Records drawn from a dataset:
____

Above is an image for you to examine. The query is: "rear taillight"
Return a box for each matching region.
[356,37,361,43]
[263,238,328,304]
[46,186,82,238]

____

WORK INSTRUCTION: Every record above must be repeated word for word.

RESPONSE TO THIS TASK:
Above is an image for you to examine. The query is: "rear taillight"
Return a box for each matching region.
[356,37,361,43]
[263,238,328,304]
[46,186,82,238]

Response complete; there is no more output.